Prompt: Please pick out every line in the rows below that contains the string "jeep", matching case exactly, and copy each one.

Segmentation dataset excerpts:
========================

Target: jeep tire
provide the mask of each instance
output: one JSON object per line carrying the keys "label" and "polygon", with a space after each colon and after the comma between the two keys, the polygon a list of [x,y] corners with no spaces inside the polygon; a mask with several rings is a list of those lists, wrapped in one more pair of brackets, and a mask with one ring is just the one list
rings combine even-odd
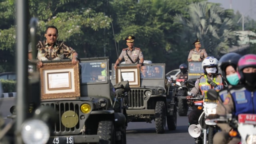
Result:
{"label": "jeep tire", "polygon": [[178,102],[178,113],[180,116],[186,116],[188,110],[188,105],[186,100],[179,99]]}
{"label": "jeep tire", "polygon": [[100,144],[114,144],[115,130],[113,122],[109,121],[99,122],[97,134],[100,136]]}
{"label": "jeep tire", "polygon": [[166,109],[165,104],[163,101],[157,101],[155,109],[155,121],[156,131],[157,134],[164,133],[164,128],[166,124]]}

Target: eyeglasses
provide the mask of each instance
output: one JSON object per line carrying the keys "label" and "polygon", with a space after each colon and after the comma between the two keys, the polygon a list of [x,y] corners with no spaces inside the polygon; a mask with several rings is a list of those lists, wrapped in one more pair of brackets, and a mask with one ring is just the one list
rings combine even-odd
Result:
{"label": "eyeglasses", "polygon": [[58,34],[47,34],[47,36],[50,36],[51,37],[52,36],[53,36],[55,37],[56,36],[58,36]]}

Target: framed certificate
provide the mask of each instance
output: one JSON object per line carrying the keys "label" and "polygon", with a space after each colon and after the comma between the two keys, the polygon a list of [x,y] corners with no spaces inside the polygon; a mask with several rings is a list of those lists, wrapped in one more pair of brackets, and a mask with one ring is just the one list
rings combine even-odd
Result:
{"label": "framed certificate", "polygon": [[78,63],[63,62],[43,65],[39,68],[41,99],[80,96]]}
{"label": "framed certificate", "polygon": [[121,81],[128,80],[130,87],[140,86],[140,71],[137,66],[117,67],[116,72],[116,83]]}
{"label": "framed certificate", "polygon": [[193,61],[199,61],[198,60],[200,58],[200,54],[192,54],[192,56],[191,56],[191,58],[192,59],[192,60]]}

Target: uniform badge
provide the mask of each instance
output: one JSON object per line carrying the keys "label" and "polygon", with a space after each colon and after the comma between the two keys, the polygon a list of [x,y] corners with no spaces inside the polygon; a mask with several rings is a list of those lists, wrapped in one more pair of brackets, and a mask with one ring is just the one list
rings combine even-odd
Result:
{"label": "uniform badge", "polygon": [[136,51],[134,51],[132,52],[132,56],[137,56],[137,53],[136,53]]}
{"label": "uniform badge", "polygon": [[230,100],[230,98],[229,97],[227,97],[225,99],[225,100],[224,100],[224,102],[223,102],[223,104],[228,104],[228,102],[229,102],[229,101]]}
{"label": "uniform badge", "polygon": [[236,92],[235,93],[236,96],[236,100],[238,104],[244,104],[248,102],[245,97],[244,92]]}
{"label": "uniform badge", "polygon": [[106,64],[105,63],[103,63],[100,64],[100,67],[101,68],[105,68],[105,67],[106,67]]}

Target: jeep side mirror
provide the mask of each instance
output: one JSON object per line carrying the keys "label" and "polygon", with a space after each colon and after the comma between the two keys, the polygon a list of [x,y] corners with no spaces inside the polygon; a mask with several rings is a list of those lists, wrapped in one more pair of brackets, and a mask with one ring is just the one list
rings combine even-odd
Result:
{"label": "jeep side mirror", "polygon": [[219,94],[214,89],[210,89],[208,90],[206,93],[207,97],[212,100],[215,100],[218,99],[219,96]]}

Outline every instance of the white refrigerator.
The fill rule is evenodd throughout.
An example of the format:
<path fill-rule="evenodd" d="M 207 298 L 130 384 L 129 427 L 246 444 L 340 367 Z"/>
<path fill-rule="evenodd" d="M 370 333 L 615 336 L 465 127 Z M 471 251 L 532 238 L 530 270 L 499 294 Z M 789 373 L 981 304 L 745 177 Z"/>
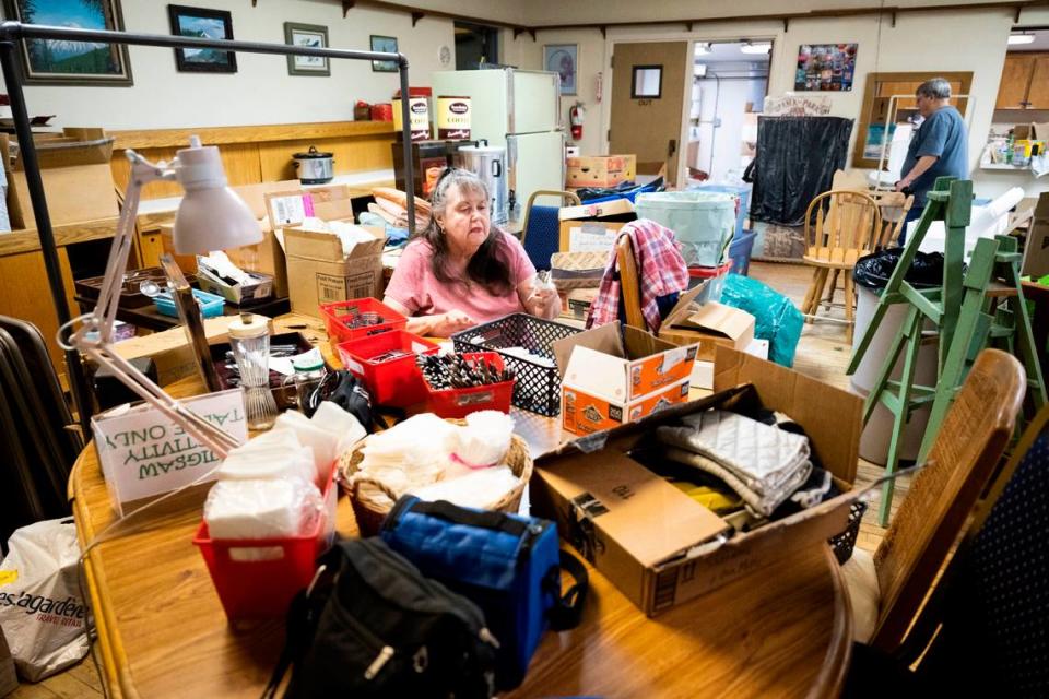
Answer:
<path fill-rule="evenodd" d="M 470 97 L 470 138 L 506 149 L 511 216 L 532 192 L 565 188 L 565 133 L 557 73 L 503 68 L 433 74 L 434 97 Z M 542 201 L 550 205 L 551 201 Z"/>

========================

Output of the task:
Target: jeep tire
{"label": "jeep tire", "polygon": [[178,102],[178,113],[180,116],[186,116],[188,110],[188,105],[186,100],[179,99]]}
{"label": "jeep tire", "polygon": [[100,144],[114,144],[115,130],[113,122],[109,121],[99,122],[97,134],[100,136]]}
{"label": "jeep tire", "polygon": [[166,109],[165,104],[163,101],[157,101],[155,109],[155,121],[156,131],[157,134],[164,133],[164,128],[166,124]]}
Target: jeep side mirror
{"label": "jeep side mirror", "polygon": [[219,94],[214,89],[210,89],[208,90],[206,93],[207,97],[212,100],[215,100],[218,99],[219,96]]}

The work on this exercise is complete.